→ Texto fornecido

PERDAS QUALITATIVAS DE MAÇÃS CV. GALA EM ARMAZENAMENTO REFRIGERADO
PERDAS QUALITATIVAS DE MAÇÃS CV. GALA EM ARMAZENAMENTO REFRIGERADO
INTRODUÇÃO
A safra brasileira de maçãs, na Região Sul, começa de fato com o início da
colheita da cv. Gala, normalmente em meados de fevereiro. Antes da cv. Gala são
colhidas algumas poucas cultivares de expressão apenas microrregional.
A cv. Gala é ainda a primeira em volume de produção no Brasil e, como todo
material precoce, tem menor potencial de armazenamento refrigerado. Mesmo sendo
a primeira cultivar a ser colhida e encontrar o mercado ávido para maçã fresca
e de qualidade superior, uma parte da produção tem que ser frigorificada. Esta
necessidade decorre, principalmente, do baixo consumo, algo em torno de 80 mil
toneladas por mês, para uma colheita de aproximadamente 450.000 toneladas/safra
somente da cv. Gala, concentrada, normalmente, na segunda quinzena de fevereiro
(Jornal da Fruta, 2000).

→ Dados fornecidos
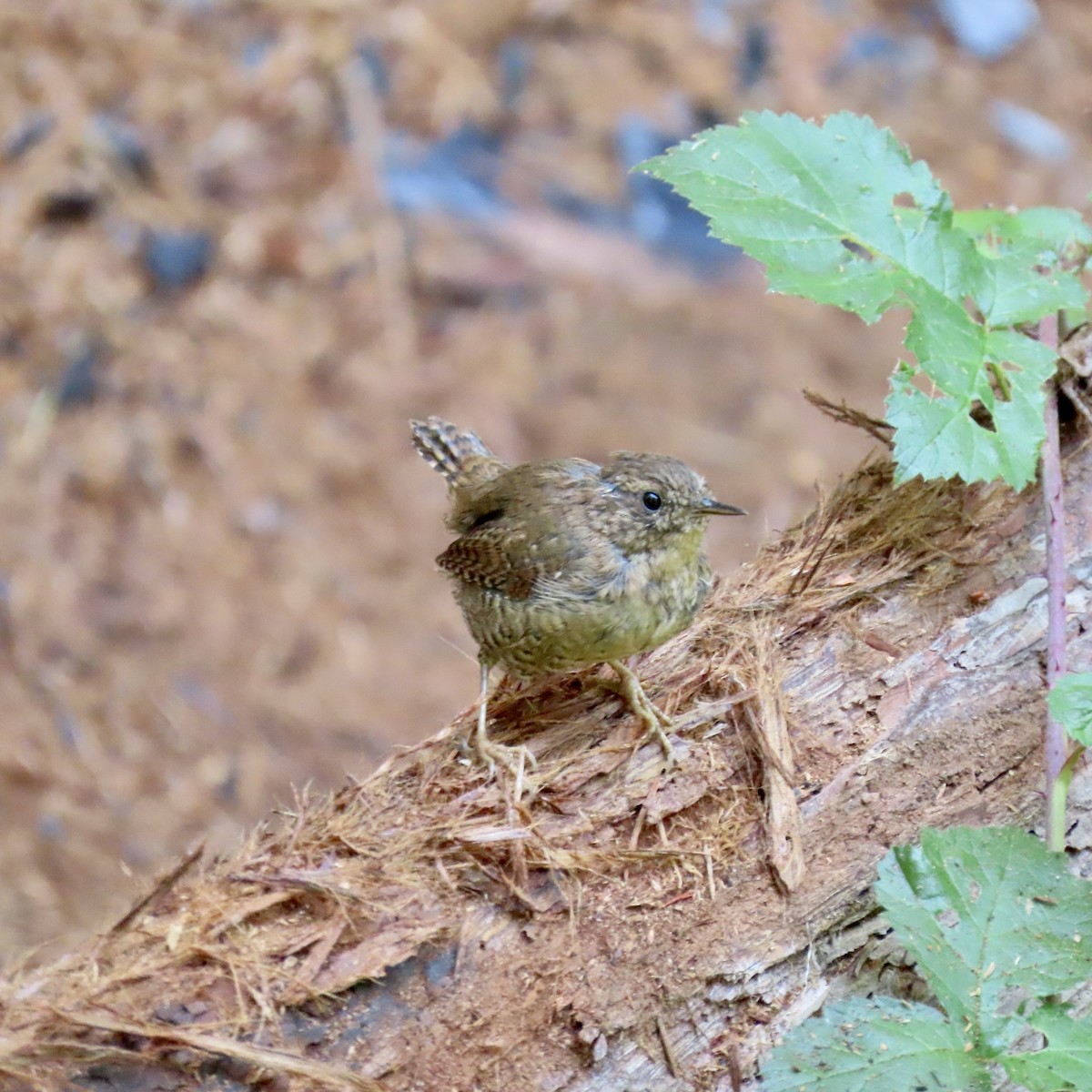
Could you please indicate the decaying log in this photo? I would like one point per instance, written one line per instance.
(876, 671)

→ Tarefa a cumprir
Escreva a continuação do texto sobre o armazenamento refrigerado de maçãs Gala a partir da última frase apresentada. A listagem não tem relação com o texto sobre as maçãs Gala.

→ Resposta abaixo
O período de armazenagem não deve ser muito prolongado, porque as perdas
qualitativas podem inviabilizar as maçãs desta cultivar para a comercialização
(Brackmann e Ceretta, 1999). Entre estas perdas, podemos citar a degradação da
firmeza da polpa e a redução acentuada da acidez titulável. Nestas condições,
as maçãs tornam-se farinhentas e com do sabor bastante alterado.
Com o objetivo de dimensionar as perdas de qualidade em três tamanhos de
frutos: pequeno, médio e grande, de maçãs da cv. Gala, foi feito um
acompanhamento em pós-colheita da degradação da firmeza da polpa, de ácidos
orgânicos e evolução dos teores de sólidos solúveis totais (SST) que ocorrem
durante a frigorificação.
MATERIAL E MÉTODOS
As maçãs da cv. Gala utilizadas para o acompanhamento das perdas qualitativas
foram procedentes de pomares comerciais localizados no meio-oeste catarinense.
O experimento foi conduzido por três safras consecutivas. Em cada ano, as maçãs
colhidas foram classificadas em três tamanhos, sendo os pesos médios de cada
tamanho apresentados na Tabela_1.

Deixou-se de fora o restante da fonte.